Dataset excerpts on object pointing:
start

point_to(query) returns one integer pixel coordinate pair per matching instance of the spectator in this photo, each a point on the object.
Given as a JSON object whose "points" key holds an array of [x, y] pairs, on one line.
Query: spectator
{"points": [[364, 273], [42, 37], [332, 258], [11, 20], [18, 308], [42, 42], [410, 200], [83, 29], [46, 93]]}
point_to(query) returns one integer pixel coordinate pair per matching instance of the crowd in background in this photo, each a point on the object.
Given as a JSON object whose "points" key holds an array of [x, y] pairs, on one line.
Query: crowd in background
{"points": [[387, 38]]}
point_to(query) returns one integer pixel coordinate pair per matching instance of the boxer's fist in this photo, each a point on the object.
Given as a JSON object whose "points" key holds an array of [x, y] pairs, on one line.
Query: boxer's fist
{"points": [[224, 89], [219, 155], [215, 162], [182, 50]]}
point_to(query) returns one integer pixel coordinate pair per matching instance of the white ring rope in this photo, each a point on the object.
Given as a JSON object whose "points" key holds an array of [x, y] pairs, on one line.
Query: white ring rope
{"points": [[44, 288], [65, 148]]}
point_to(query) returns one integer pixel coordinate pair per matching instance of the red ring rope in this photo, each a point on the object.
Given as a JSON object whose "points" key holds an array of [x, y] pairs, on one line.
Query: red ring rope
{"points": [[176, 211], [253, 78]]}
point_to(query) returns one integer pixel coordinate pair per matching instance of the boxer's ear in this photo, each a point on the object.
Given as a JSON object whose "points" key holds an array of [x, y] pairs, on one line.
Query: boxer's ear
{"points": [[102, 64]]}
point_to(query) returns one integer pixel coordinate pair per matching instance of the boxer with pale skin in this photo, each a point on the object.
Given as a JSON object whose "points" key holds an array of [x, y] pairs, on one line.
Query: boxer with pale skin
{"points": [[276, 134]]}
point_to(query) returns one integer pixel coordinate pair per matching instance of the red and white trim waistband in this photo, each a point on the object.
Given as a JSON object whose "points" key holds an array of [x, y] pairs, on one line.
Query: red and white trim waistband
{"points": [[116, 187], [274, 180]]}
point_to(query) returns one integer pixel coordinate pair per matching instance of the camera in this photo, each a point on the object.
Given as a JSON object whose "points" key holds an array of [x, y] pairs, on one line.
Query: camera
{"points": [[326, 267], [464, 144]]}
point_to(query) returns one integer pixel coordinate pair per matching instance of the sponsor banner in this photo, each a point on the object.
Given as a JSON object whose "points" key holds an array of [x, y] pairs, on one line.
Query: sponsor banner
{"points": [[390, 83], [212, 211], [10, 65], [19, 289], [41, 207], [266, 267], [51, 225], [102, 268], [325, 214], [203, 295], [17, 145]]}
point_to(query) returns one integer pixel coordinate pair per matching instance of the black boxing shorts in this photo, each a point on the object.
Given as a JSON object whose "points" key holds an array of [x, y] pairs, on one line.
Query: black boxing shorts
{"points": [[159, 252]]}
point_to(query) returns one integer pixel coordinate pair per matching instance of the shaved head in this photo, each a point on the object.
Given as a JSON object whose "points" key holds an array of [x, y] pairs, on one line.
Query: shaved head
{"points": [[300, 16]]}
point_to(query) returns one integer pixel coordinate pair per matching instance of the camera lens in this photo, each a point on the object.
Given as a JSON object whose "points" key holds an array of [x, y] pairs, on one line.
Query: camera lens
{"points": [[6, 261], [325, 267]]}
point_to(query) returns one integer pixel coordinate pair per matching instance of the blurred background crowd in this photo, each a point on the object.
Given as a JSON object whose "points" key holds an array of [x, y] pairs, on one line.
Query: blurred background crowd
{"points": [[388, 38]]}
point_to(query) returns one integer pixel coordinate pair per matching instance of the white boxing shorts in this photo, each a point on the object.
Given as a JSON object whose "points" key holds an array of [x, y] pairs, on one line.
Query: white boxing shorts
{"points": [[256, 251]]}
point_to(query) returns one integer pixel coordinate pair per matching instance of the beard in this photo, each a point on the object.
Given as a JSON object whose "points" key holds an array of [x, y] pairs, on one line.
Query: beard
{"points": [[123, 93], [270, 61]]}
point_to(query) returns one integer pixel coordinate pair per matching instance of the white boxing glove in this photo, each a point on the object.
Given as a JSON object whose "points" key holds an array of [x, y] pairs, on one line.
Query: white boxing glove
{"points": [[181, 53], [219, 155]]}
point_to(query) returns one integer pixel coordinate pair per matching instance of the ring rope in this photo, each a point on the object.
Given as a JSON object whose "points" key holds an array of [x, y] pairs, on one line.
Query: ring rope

end

TASK GOAL:
Rewrite all of the lines above as a JSON list of strings, with one string for each line and no blank lines.

WRITTEN ANSWER:
[
  "point_to(query) returns one integer pixel coordinate pair per matching instance of the spectator in this photo, each a point on the object.",
  "Given as a JSON object whose \"points\" key holds an array of [x, y] pairs, on one line.",
  "Query: spectator",
  "{\"points\": [[364, 273], [42, 37], [332, 258], [11, 20], [18, 308], [42, 42], [410, 200], [83, 29], [46, 93]]}",
  "point_to(query) returns one integer pixel coordinate pair per matching instance of the crowd in background in this photo, each a point on the object.",
  "Given as a JSON object whose \"points\" key holds an array of [x, y] pairs, on one line.",
  "Query: crowd in background",
  "{\"points\": [[387, 38]]}",
  "point_to(query) returns one integer pixel coordinate pair per matching instance of the boxer's fist in this photo, each a point on the object.",
  "Given as a JSON object whose \"points\" key holds an array of [x, y] pairs, on one line.",
  "Query: boxer's fist",
  "{\"points\": [[224, 89], [219, 155], [215, 162], [182, 50]]}",
  "point_to(query) returns one integer pixel coordinate pair per matching instance of the white ring rope in this photo, each a point on the object.",
  "Given as a JSON object whose \"points\" key holds an array of [x, y] pairs, on one line.",
  "Query: white ring rope",
  "{\"points\": [[44, 288], [65, 148]]}",
  "point_to(query) returns one integer pixel coordinate pair per matching instance of the red ring rope in this photo, each a point on the object.",
  "Given as a JSON object whose \"points\" key holds an array of [x, y] pairs, on one line.",
  "Query: red ring rope",
  "{\"points\": [[176, 211], [253, 78]]}",
  "point_to(query) returns one integer pixel coordinate pair per matching instance of the boxer's ear in this photo, each a point on the object.",
  "Given as a JSON object whose \"points\" key holds an array of [x, y] pairs, on one line.",
  "Query: boxer's ear",
  "{\"points\": [[102, 64]]}",
  "point_to(query) returns one integer pixel coordinate pair per matching instance of the boxer with pale skin in this photo, each a point on the object.",
  "Given as a JSON object whose \"points\" key holds an array of [x, y] pairs, on one line.",
  "Query: boxer with pale skin",
  "{\"points\": [[276, 134]]}",
  "point_to(query) returns one integer pixel coordinate pair per matching instance of the red and white trim waistband in this photo, each a point on the object.",
  "Given as a JSON object whose \"points\" key holds an array of [x, y] pairs, on one line.",
  "Query: red and white trim waistband",
  "{\"points\": [[116, 187], [274, 180]]}",
  "point_to(query) returns one integer pixel coordinate pair per matching instance of the camera in this photo, each a point on the object.",
  "Given as a JSON object whose \"points\" key holds an array of [x, y] pairs, on one line.",
  "Query: camera",
  "{\"points\": [[326, 267], [464, 144]]}",
  "point_to(query) returns one integer pixel coordinate pair per matching instance of the sponsor banner in this photo, each a point on the object.",
  "Given as a JSON object whose \"points\" key holds an array of [x, y] pairs, on one line.",
  "Query: sponsor banner",
  "{\"points\": [[390, 83], [212, 211], [10, 65], [19, 289], [41, 207], [266, 267], [51, 225], [102, 268], [325, 214], [203, 295], [17, 145]]}",
  "point_to(query) returns one integer pixel coordinate pair per matching instance of the black boxing shorts in this photo, each a point on the object.",
  "Given as a JSON object whose \"points\" key holds an array of [x, y] pairs, on one line.",
  "Query: black boxing shorts",
  "{\"points\": [[159, 252]]}",
  "point_to(query) returns one integer pixel coordinate pair per matching instance of the shaved head in this photo, each a point on the object.",
  "Given as a JSON object whose \"points\" key holds an array of [x, y] pairs, on one line.",
  "Query: shaved head",
  "{\"points\": [[300, 16]]}",
  "point_to(query) returns one integer pixel coordinate pair per matching instance of the camera lens in this photo, each a point on the object.",
  "Given as a JSON object whose \"points\" key holds an array of [x, y] pairs, on one line.",
  "Query: camera lens",
  "{\"points\": [[6, 261], [325, 267]]}",
  "point_to(query) returns one integer pixel coordinate pair per matching instance of the blurred background crowd in this photo, each a point on the object.",
  "Given as a JSON object whose \"points\" key holds an array of [x, y] pairs, on one line.",
  "Query: blurred background crowd",
  "{\"points\": [[388, 38]]}",
  "point_to(query) returns one integer pixel coordinate pair per matching instance of the white boxing shorts in this photo, each a point on the object.",
  "Given as a JSON object whose \"points\" key holds an array of [x, y] pairs, on one line.",
  "Query: white boxing shorts",
  "{\"points\": [[256, 251]]}",
  "point_to(query) returns one integer pixel coordinate pair per matching instance of the beard in this photo, each a point on the object.",
  "Given as a JSON object whose \"points\" key holds an array of [x, y] pairs, on one line.",
  "Query: beard",
  "{\"points\": [[123, 93], [270, 61]]}",
  "point_to(query) returns one integer pixel coordinate pair per matching instance of the white boxing glove in this photo, each a point on the object.",
  "Given as a JSON object whose \"points\" key holds an array of [x, y] pairs, on one line.",
  "Query: white boxing glove",
  "{\"points\": [[181, 53], [219, 155]]}",
  "point_to(query) returns one integer pixel coordinate pair per matching instance of the ring rope in this photo, each a point on the object.",
  "Given as a JSON object whose \"points\" key holds an array of [x, y] pairs, on one line.",
  "Query: ring rope"
]